• [INSTRUCTIONS FOR THE TASK]: Output all records precisely as written.

• [EXTRACTED MATERIAL]:

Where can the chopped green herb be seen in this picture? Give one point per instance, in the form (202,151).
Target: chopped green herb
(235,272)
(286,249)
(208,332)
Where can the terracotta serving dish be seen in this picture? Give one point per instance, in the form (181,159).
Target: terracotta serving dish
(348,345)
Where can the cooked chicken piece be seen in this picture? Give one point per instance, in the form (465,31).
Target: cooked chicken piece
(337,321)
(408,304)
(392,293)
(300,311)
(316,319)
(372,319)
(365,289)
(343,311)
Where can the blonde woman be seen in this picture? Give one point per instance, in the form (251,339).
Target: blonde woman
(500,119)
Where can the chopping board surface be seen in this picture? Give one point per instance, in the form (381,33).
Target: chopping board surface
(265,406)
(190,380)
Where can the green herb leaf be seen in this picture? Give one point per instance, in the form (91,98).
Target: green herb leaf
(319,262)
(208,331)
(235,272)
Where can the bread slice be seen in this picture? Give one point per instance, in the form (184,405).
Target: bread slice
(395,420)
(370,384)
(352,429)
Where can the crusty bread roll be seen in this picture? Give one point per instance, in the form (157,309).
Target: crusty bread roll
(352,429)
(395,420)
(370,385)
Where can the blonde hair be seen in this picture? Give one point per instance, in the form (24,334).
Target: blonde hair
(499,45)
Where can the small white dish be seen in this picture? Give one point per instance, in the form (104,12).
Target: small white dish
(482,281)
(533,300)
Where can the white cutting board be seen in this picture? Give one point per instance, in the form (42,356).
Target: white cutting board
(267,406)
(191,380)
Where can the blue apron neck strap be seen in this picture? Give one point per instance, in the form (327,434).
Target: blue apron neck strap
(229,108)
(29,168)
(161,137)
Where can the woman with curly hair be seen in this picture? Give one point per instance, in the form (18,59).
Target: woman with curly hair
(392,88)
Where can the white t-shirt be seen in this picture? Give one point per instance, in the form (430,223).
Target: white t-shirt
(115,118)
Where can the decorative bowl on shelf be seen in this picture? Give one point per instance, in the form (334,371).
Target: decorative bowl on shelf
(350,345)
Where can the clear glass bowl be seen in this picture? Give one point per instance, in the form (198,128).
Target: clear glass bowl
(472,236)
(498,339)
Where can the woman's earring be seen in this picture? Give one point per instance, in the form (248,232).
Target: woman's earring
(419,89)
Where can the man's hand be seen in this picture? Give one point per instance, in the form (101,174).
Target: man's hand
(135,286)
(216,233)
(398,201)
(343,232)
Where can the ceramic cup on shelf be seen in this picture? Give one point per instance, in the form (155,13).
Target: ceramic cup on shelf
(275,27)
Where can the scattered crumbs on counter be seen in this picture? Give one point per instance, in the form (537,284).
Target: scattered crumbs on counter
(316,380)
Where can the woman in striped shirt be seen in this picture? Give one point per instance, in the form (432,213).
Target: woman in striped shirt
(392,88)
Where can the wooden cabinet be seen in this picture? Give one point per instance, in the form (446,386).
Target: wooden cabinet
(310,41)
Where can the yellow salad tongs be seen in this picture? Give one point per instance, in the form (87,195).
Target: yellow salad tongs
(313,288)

• [WRITTEN RESPONSE]:
Where can the chopped green herb be seen in this picture? Give one point per instance, in the form (202,151).
Target: chopped green herb
(235,272)
(286,249)
(208,332)
Where can the terracotta serving dish be seen in this picture? Give one point per instance, in the form (181,159).
Target: terracotta serving dish
(348,345)
Where can the cooked chicken piece be seen in this picture? Give one point per instance, in the form (465,31).
Target: cooked chicken piece
(337,321)
(408,304)
(392,293)
(300,311)
(316,319)
(372,319)
(365,289)
(343,311)
Where can the blonde woman be seen in this picture? Give one point per instance, in the form (251,339).
Target: blonde woman
(500,119)
Where can the chopping board surface be seen in this picture? Give one point per instance, in the form (381,33).
Target: chopping board surface
(265,406)
(190,380)
Where can the green herb leaf be seen in this picture? Give one point per instance, in the form (91,98).
Target: green herb leaf
(319,262)
(208,331)
(235,272)
Where can the bread slice be seen in this picture? Give one point per instance, in the form (184,405).
Target: bread slice
(395,420)
(370,384)
(352,429)
Where can the crusty bread roll be seen in this picture? Give one point per instance, in the form (157,309).
Target: crusty bread roll
(352,429)
(395,420)
(370,385)
Where can the blonde hair be seen in this picture? Give one point per instance, in the form (24,334).
Target: blonde hair
(499,45)
Where can the small white dish be seen in this picture? Give one point per instance, in the form (104,12).
Target: small white dish
(482,281)
(533,300)
Where can the white cutting board be seen in this picture? Give one point per instance, in the form (42,356).
Target: white cutting board
(267,406)
(191,380)
Where can the blue apron neck strap be seen in this picture? Give one point per instance, in the form (327,434).
Target: blue apron neck strap
(229,108)
(29,168)
(161,137)
Where can the woman with curly hair be seen in this picture? Give one point per instance, in the form (18,59).
Target: woman with curly hair
(392,88)
Where can the white t-shirt be seen in this picture? Give one point per instance, in the form (430,223).
Target: white t-shirt
(115,118)
Where can the decorative bowl on shelf be seen in this picture? Give one point per instance, in the form (334,371).
Target: decorative bowl on shelf
(350,345)
Where can the clear glass bowl be seen in this picture? Give one point per instance, in the form (198,128).
Target: clear glass bowl
(472,236)
(498,339)
Where can the woman's earring be seen in this picture? Give one point per instance, in the form (248,232).
Target: woman's earring
(419,89)
Where can the man's hand be seen in this picture? Give one point per instance, in the form (101,174).
Target: man's hand
(135,286)
(216,233)
(398,201)
(343,232)
Where can the ceramic cup on shelf be seen in this picture? Give one point per instance, in the form (155,13).
Target: ceramic cup on shelf
(275,27)
Where can the scattered crumbs on counter be seen in this picture? Give one point per instance, in the form (537,284).
Target: scattered crumbs on counter
(316,380)
Where can the woman in striped shirt be seen in this picture? Give one point per instance, in the form (432,213).
Target: woman in striped shirt
(392,88)
Where can the wooden cabinet be seen in this picture? Give one point per instance, in the form (446,386).
Target: wooden cabinet
(310,41)
Where can the yellow salad tongs be seen in this picture? Give one point per instance, in the form (87,195).
Target: yellow salad tongs
(313,288)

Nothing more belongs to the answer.